Transcribe every entry exactly, with nothing added or left out.

[Collected data]
=== Section Start ===
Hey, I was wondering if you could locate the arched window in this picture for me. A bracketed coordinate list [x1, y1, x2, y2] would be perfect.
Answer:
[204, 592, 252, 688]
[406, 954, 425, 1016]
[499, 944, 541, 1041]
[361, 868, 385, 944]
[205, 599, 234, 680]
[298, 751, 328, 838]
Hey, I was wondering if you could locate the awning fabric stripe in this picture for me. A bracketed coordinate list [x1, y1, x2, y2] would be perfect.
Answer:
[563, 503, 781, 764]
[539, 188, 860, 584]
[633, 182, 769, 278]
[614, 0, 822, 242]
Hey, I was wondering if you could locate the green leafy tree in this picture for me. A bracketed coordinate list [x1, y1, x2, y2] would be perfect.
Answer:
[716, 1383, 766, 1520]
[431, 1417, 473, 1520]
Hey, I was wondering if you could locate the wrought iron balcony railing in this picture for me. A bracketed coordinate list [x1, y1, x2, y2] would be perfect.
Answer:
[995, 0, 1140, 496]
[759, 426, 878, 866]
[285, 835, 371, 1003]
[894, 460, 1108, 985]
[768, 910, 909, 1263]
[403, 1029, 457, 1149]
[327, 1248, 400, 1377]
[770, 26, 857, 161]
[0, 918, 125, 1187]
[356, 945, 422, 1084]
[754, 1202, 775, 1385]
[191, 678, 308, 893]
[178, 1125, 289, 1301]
=== Section End ===
■ RESPONSE FOR THIS EXERCISE
Hey, I was wondering if you could locate the arched window in this picture for me. A bracketed coordinate list [x1, y1, x2, y2] would be perfect.
Answer:
[204, 592, 252, 688]
[406, 954, 425, 1016]
[499, 944, 541, 1041]
[361, 868, 385, 944]
[205, 599, 234, 680]
[298, 751, 328, 838]
Hey, I was wondering if you could locate the awning fabric stripe in this picture for me. A bracketed coordinate list [x1, y1, x2, y2] would be perfect.
Answer:
[563, 503, 781, 764]
[539, 188, 860, 584]
[633, 182, 769, 278]
[614, 0, 822, 242]
Hey, I was wondering if you could locate the green leafy tree in this picture for me. A bracketed coordinate list [x1, y1, x2, y2] would be perfect.
Answer:
[716, 1383, 766, 1520]
[431, 1417, 473, 1520]
Hey, I was wondering if you could locate the wrought iron balcony railing in this picture for me. A bracketed coordinate list [x1, y1, x2, y2] would be perfect.
Answer:
[995, 0, 1140, 496]
[759, 426, 878, 866]
[285, 835, 371, 1003]
[894, 460, 1108, 985]
[768, 910, 909, 1263]
[403, 1029, 457, 1149]
[327, 1248, 400, 1377]
[770, 26, 857, 161]
[0, 918, 125, 1187]
[356, 945, 422, 1084]
[754, 1202, 775, 1385]
[191, 678, 308, 893]
[178, 1125, 289, 1301]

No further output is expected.